▶ Stated task
Count the lines in the rows below that contain the word "blazer", and give only that number.

++++ Records provided ++++

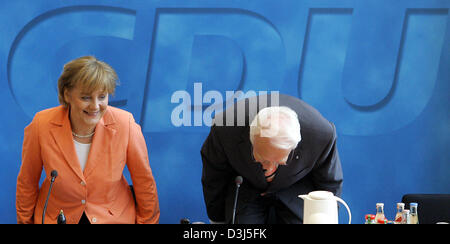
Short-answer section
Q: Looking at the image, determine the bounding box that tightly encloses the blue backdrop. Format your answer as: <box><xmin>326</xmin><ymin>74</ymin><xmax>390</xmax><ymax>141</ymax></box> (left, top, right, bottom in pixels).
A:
<box><xmin>0</xmin><ymin>0</ymin><xmax>450</xmax><ymax>223</ymax></box>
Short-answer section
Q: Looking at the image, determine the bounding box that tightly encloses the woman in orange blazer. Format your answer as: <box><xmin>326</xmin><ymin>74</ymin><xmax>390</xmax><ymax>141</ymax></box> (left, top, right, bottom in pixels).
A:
<box><xmin>16</xmin><ymin>56</ymin><xmax>159</xmax><ymax>224</ymax></box>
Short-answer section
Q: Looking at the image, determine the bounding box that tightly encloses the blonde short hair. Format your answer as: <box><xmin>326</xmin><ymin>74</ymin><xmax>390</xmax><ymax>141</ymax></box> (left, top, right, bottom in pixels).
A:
<box><xmin>250</xmin><ymin>106</ymin><xmax>302</xmax><ymax>150</ymax></box>
<box><xmin>58</xmin><ymin>56</ymin><xmax>118</xmax><ymax>107</ymax></box>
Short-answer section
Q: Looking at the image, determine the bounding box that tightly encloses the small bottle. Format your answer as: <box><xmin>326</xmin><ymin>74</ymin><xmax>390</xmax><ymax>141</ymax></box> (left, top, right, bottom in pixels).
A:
<box><xmin>375</xmin><ymin>203</ymin><xmax>386</xmax><ymax>224</ymax></box>
<box><xmin>409</xmin><ymin>202</ymin><xmax>419</xmax><ymax>224</ymax></box>
<box><xmin>402</xmin><ymin>209</ymin><xmax>411</xmax><ymax>224</ymax></box>
<box><xmin>365</xmin><ymin>214</ymin><xmax>375</xmax><ymax>225</ymax></box>
<box><xmin>394</xmin><ymin>202</ymin><xmax>405</xmax><ymax>224</ymax></box>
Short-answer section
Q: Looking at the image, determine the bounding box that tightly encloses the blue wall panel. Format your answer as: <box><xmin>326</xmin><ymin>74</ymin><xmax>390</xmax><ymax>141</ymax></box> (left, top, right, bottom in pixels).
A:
<box><xmin>0</xmin><ymin>0</ymin><xmax>450</xmax><ymax>223</ymax></box>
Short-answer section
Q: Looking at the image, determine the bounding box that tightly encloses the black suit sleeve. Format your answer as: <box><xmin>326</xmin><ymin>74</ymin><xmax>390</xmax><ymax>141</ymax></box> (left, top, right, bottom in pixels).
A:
<box><xmin>312</xmin><ymin>123</ymin><xmax>343</xmax><ymax>197</ymax></box>
<box><xmin>200</xmin><ymin>125</ymin><xmax>233</xmax><ymax>222</ymax></box>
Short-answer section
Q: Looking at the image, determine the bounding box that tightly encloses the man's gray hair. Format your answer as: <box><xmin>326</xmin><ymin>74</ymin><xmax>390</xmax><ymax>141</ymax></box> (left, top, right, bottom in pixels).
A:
<box><xmin>250</xmin><ymin>106</ymin><xmax>301</xmax><ymax>150</ymax></box>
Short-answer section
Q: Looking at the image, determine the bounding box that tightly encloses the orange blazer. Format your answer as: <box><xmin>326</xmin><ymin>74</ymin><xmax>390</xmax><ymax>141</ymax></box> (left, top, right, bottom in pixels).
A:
<box><xmin>16</xmin><ymin>106</ymin><xmax>159</xmax><ymax>224</ymax></box>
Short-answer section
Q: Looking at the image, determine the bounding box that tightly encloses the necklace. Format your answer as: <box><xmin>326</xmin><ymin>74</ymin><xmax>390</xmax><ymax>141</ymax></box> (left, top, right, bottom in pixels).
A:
<box><xmin>72</xmin><ymin>130</ymin><xmax>95</xmax><ymax>138</ymax></box>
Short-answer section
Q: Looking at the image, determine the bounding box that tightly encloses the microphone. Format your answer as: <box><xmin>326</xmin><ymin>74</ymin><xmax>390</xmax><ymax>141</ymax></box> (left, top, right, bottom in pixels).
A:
<box><xmin>42</xmin><ymin>170</ymin><xmax>58</xmax><ymax>224</ymax></box>
<box><xmin>56</xmin><ymin>209</ymin><xmax>66</xmax><ymax>225</ymax></box>
<box><xmin>231</xmin><ymin>175</ymin><xmax>244</xmax><ymax>224</ymax></box>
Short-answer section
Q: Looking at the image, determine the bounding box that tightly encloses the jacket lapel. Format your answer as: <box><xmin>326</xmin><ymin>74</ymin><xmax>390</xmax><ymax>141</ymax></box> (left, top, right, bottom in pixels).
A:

++++

▶ Reply to the exercise
2